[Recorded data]
....................

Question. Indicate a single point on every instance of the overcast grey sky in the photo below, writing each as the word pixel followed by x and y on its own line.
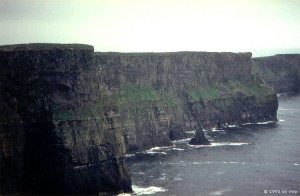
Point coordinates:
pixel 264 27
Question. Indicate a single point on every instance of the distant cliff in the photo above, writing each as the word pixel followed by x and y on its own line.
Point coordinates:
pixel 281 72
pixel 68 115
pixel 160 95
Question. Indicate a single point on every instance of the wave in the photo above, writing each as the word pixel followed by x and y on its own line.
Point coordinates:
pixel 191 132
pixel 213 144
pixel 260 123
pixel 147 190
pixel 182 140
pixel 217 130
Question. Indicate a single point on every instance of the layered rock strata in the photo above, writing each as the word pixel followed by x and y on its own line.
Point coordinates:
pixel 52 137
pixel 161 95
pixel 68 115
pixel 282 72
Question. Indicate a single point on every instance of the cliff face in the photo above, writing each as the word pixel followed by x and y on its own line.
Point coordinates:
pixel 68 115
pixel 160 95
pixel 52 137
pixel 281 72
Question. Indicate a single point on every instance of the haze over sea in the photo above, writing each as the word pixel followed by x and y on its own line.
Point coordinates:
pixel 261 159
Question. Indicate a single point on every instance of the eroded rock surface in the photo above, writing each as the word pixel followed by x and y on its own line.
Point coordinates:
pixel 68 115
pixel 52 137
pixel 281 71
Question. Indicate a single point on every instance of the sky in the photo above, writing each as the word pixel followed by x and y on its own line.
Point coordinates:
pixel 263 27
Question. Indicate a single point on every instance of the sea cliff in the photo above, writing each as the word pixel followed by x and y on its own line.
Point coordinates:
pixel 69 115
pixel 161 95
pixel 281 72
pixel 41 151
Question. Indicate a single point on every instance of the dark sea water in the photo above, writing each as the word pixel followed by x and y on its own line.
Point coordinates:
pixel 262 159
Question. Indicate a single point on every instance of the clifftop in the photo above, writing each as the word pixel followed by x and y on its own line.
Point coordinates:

....................

Brief ▸
What is needed is a word-for-word copy of the records above, excluding pictures.

Result ▸
Question. Indicate a single point on every instance of the overcast grey sky in the photo below, writing each as the word pixel followed by x and y on its own line.
Point coordinates:
pixel 264 27
Question. Indicate a single point on every instance of the distant cliff in the photo above, writing each as the word pixel followed by x and y on its own line.
Point coordinates:
pixel 281 72
pixel 68 115
pixel 160 95
Question. Indicate a single point on every instance of the wave in the photo above, writing each as the word pixel followed by x and y on its own line.
Point coordinates:
pixel 191 132
pixel 213 144
pixel 260 123
pixel 147 190
pixel 182 140
pixel 217 130
Question. Indicate a single point on every instance of the layered rock strata in the photo above, writing each as the word pixel followed by x and y on its own line.
Point coordinates:
pixel 52 137
pixel 161 95
pixel 68 115
pixel 282 72
Question. Indicate a single point on every instance of the cliff face in the photo above, writing each as the word pixel followed by x and y on its own line.
Point coordinates:
pixel 68 115
pixel 160 95
pixel 52 137
pixel 281 72
Question. Indicate a single point on every instance of the haze over sea in the photo above, writing each as the word pixel followed by x and y on its own line.
Point coordinates:
pixel 261 159
Question. Indicate a single point on every instance of the eroded rock surface in the photo above, writing each as the word pixel followed by x and y on its own line.
Point coordinates:
pixel 68 115
pixel 52 137
pixel 281 71
Question. Indicate a single point on every instance of the sky in the photo above, writing each as the word pixel followed by x and y on its own line.
Point coordinates:
pixel 263 27
Question. Indicate a single point on every instance of the sea cliff in the photo above, writing each as the word pixel followed by x and y on its own line.
Point coordinates:
pixel 69 115
pixel 161 95
pixel 281 72
pixel 41 151
Question. Indicate a single point on every instance of the dark sea water in the photo above, writing each as the word pixel followed by x and y on its own line.
Point coordinates:
pixel 262 159
Question. Indicate a single point on every instance of the clifftop in the photo above, writing each as the word pixel followed by x and y on its own line.
Point coordinates:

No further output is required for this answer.